> Problem statement: Copy the ClawWork write-up from "What it does" to "via task work.", swapping "React" for "Vue".

> Text under study:
◆ ◆ ◆ ◆

AI agents that pay their own rent — and turn a profit
ClawWork forces LLMs to earn their keep on real professional tasks, deducting every token cost from a $10 starting balance.

What it does ClawWork is an economic survival benchmark for AI agents. Each agent gets $10, must pay for its own API tokens, and earns money only by completing real professional tasks from the GDPVal dataset — 220 tasks across 44 occupations. A React dashboard tracks balance, income, cost, and survival metrics in real time. It also wraps the Nanobot framework so a live assistant becomes “economically aware,” charging per conversation and earning via task work.
The interesting bit The benchmark measures what actually matters for production deployment: whether the model can turn a profit. Top performers like ATIC + Qwen3.5-Plus have pushed balances past $19K, while careless agents can burn their stake on a single bad search. The “work or learn” daily decision mimics genuine career trade-offs rather than static test scores.
Key highlights
- 220 GDPVal tasks spanning Technology, Finance, Healthcare, and Legal sectors
- Token costs read directly from API responses (including reasoning tokens); OpenRouter costs used verbatim when available
- Quality evaluation via GPT-5.2 with category-specific rubrics per sector
- Two modes: standalone simulation (
./start_dashboard.sh+./run_test_agent.sh) or drop-in Nanobot integration via ClawMode - Live leaderboard at hkuds.github.io/ClawWork/ with per-agent pay rates and survival tiers
Caveats
- Requires
OPENAI_API_KEYeven for non-OpenAI agents, since GPT-4o handles evaluation - E2B sandbox is the default code execution backend; local BoxLite alternative is marked experimental
- Dashboard data on the public site is only periodically synced; local clone needed for real-time updates
Verdict Worth a look if you’re choosing between LLMs for production agents and want evidence beyond benchmark leaderboards. Skip it if you need a polished end-user product — this is a research evaluation framework with a thin UI layer.

◆ ◆ ◆ ◆

> Region pointing data:
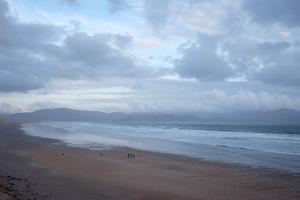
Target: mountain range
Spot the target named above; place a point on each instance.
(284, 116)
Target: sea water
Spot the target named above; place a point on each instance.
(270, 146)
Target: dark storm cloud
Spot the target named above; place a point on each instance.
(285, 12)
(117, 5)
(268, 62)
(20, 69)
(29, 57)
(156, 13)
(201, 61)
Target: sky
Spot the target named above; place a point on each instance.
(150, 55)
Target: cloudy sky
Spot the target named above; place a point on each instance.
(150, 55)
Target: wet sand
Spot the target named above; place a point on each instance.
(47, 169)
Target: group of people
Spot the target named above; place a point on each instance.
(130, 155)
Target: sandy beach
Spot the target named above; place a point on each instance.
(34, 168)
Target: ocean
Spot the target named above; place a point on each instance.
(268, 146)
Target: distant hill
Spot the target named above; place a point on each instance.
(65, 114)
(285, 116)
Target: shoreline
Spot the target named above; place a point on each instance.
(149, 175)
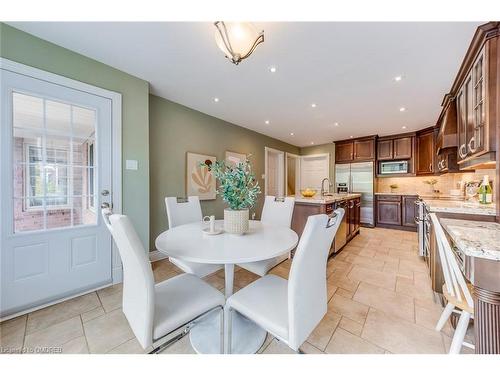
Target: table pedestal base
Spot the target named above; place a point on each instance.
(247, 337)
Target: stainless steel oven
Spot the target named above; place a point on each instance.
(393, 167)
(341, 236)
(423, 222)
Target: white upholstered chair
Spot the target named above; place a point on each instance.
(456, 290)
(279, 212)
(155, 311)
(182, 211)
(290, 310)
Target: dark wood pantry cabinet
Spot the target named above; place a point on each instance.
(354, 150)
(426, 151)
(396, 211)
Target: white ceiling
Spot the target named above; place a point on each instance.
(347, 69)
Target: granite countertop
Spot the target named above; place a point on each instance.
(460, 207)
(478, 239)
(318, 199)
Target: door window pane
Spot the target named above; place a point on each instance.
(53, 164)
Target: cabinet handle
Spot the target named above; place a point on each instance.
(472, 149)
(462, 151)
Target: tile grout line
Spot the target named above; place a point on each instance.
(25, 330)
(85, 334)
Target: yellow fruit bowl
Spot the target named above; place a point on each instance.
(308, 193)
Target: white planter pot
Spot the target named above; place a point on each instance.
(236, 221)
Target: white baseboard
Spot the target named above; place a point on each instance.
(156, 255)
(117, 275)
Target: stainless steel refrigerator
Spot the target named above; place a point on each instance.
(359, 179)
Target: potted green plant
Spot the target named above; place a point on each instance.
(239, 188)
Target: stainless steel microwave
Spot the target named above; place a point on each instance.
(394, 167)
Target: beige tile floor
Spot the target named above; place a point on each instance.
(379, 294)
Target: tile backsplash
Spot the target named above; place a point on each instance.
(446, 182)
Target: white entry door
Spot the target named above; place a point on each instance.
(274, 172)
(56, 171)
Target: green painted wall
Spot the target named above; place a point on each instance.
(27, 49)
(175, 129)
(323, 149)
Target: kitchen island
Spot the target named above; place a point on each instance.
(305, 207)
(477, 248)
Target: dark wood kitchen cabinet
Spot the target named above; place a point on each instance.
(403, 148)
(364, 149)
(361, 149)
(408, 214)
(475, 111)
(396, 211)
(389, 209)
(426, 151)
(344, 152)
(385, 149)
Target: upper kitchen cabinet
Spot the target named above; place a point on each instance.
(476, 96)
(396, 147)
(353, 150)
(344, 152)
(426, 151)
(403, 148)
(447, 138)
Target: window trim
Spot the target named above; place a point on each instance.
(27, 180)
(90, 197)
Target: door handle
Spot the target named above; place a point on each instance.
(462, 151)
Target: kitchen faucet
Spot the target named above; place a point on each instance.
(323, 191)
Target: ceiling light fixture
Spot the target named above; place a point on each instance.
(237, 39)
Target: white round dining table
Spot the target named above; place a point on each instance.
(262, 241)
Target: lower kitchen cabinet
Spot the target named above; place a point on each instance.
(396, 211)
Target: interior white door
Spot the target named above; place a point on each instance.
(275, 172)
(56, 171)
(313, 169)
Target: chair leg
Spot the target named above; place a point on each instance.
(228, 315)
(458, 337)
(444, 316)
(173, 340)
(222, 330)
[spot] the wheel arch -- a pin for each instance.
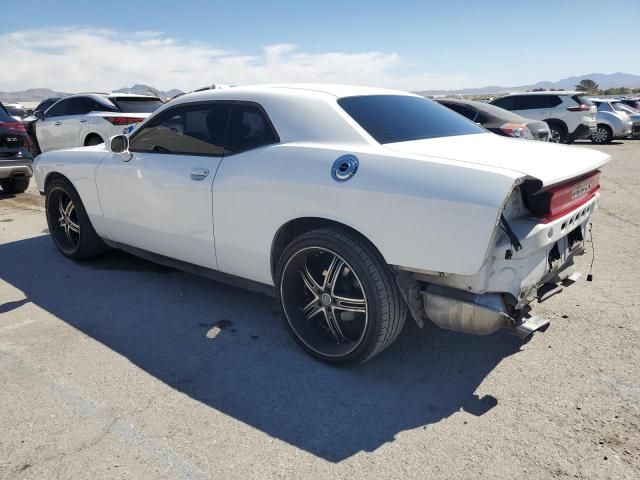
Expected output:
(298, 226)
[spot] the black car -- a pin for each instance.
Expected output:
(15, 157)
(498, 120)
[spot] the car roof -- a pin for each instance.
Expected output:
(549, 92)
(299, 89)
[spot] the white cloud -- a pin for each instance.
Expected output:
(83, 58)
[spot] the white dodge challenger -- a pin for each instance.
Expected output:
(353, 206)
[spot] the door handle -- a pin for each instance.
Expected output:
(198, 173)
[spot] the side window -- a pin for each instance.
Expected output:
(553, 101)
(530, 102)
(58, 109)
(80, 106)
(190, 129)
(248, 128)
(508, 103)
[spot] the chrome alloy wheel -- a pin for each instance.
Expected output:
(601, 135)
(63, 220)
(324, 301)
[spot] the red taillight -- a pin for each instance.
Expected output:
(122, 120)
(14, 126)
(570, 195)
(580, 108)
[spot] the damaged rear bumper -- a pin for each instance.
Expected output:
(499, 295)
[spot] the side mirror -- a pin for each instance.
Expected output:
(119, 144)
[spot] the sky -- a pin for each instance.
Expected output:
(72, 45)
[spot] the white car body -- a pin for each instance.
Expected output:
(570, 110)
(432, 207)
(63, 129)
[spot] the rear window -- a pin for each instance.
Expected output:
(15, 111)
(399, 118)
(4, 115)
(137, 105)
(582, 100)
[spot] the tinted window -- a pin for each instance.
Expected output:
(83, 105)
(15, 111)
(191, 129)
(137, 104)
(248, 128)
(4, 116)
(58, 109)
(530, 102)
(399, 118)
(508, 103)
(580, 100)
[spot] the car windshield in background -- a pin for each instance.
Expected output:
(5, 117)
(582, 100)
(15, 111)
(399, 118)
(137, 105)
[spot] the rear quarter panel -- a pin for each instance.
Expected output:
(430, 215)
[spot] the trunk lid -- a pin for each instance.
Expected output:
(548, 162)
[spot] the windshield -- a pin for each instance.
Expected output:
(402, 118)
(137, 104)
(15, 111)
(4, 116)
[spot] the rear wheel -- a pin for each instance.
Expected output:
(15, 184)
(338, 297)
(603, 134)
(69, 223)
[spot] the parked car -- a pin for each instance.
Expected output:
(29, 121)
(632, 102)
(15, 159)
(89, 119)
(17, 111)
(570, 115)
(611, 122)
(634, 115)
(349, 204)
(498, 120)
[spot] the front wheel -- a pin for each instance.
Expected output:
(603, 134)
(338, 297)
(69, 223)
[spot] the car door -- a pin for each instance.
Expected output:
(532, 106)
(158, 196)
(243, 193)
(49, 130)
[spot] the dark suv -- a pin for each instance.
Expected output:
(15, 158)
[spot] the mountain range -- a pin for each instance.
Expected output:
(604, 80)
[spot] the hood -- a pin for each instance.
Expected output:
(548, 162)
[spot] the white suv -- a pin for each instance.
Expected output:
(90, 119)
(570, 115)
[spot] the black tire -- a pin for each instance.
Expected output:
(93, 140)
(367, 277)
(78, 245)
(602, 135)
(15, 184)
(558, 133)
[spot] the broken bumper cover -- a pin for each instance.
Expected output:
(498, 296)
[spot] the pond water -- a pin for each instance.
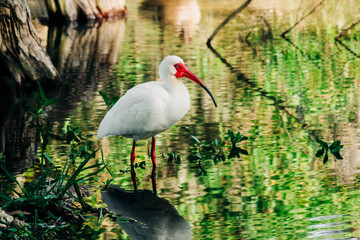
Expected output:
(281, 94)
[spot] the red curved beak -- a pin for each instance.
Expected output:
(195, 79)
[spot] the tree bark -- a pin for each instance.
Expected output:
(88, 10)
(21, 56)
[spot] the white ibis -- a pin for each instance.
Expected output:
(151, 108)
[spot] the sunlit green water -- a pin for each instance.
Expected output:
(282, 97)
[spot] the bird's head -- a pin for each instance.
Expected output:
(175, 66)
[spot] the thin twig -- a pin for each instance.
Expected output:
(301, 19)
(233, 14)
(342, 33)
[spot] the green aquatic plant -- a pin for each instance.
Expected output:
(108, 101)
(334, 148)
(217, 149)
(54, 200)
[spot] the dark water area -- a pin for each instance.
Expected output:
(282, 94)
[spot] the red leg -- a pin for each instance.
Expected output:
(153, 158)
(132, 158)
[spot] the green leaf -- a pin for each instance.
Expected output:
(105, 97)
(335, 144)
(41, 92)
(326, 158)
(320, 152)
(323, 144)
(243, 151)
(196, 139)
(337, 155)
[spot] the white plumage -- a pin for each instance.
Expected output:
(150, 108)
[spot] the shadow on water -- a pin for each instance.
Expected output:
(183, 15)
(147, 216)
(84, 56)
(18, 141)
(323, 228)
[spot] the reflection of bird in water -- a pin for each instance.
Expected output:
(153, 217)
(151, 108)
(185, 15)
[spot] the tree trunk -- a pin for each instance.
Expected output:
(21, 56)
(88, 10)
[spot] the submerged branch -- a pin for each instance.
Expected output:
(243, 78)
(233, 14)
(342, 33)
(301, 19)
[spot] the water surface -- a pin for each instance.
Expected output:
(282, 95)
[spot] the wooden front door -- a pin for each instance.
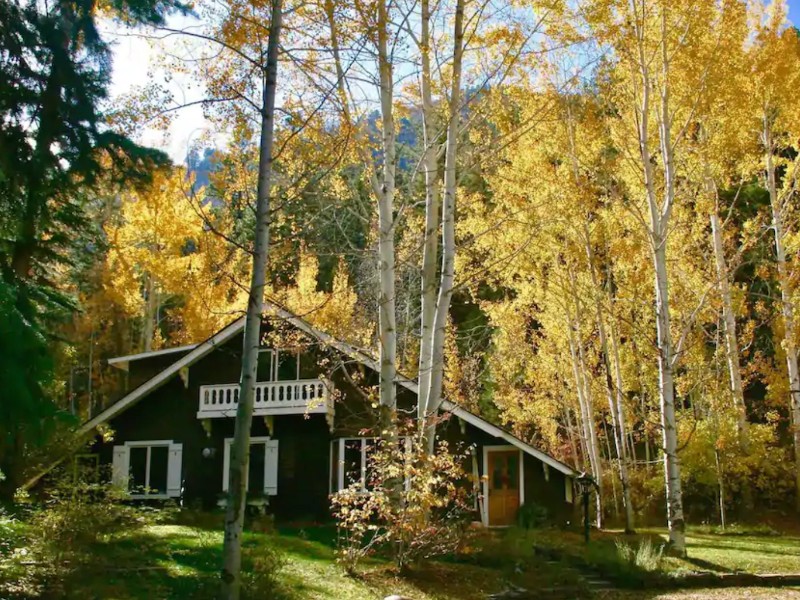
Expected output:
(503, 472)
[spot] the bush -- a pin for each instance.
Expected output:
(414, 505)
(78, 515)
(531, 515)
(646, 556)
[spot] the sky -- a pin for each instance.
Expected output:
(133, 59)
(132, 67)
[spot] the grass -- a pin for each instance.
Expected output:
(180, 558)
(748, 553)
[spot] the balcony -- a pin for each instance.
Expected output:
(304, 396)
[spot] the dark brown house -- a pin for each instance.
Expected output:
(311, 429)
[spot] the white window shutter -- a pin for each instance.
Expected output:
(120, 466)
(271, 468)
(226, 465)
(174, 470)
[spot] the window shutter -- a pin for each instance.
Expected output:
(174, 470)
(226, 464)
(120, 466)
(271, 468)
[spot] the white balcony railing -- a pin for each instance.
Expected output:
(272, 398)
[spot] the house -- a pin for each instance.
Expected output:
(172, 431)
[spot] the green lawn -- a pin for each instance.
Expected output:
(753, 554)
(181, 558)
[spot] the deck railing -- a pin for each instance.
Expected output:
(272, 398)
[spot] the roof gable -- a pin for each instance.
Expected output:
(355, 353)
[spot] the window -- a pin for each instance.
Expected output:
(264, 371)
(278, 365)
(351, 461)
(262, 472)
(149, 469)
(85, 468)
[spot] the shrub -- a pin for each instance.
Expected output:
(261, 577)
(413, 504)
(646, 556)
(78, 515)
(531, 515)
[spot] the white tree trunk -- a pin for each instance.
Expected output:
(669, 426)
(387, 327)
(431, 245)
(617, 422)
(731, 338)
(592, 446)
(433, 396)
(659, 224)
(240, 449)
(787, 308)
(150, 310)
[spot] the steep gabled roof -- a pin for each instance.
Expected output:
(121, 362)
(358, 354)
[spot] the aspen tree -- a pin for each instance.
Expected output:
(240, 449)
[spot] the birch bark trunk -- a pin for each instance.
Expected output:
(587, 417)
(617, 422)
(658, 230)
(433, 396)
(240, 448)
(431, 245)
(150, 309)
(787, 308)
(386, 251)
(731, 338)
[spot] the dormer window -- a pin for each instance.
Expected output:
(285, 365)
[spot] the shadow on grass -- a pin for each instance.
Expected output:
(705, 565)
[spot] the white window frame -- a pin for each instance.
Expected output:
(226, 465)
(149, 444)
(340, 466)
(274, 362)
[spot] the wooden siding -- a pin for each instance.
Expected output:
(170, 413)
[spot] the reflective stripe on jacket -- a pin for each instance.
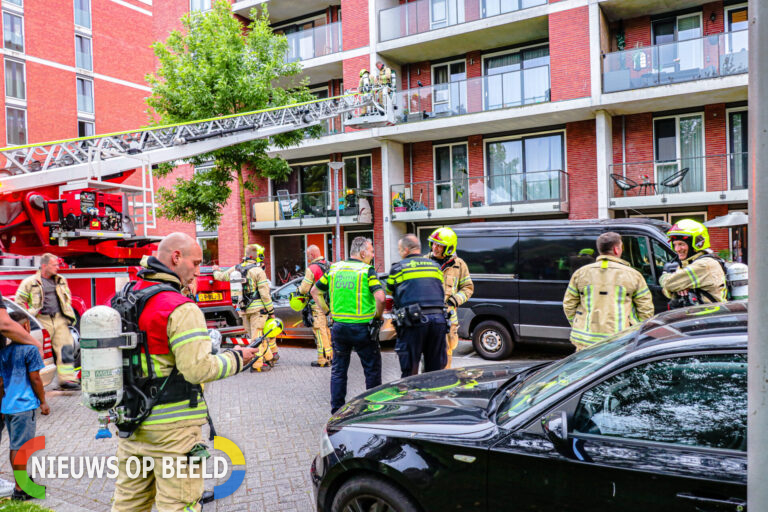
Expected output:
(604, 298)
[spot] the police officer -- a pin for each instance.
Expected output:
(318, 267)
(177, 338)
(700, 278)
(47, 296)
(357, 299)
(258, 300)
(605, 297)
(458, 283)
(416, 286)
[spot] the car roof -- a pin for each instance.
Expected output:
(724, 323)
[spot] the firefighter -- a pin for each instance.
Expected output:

◆ ◆ ◆ ◆

> Task output:
What it does ClawWork is an economic survival benchmark for AI agents. Each agent gets $10, must pay for its own API tokens, and earns money only by completing real professional tasks from the GDPVal dataset — 220 tasks across 44 occupations. A Vue dashboard tracks balance, income, cost, and survival metrics in real time. It also wraps the Nanobot framework so a live assistant becomes “economically aware,” charging per conversation and earning via task work.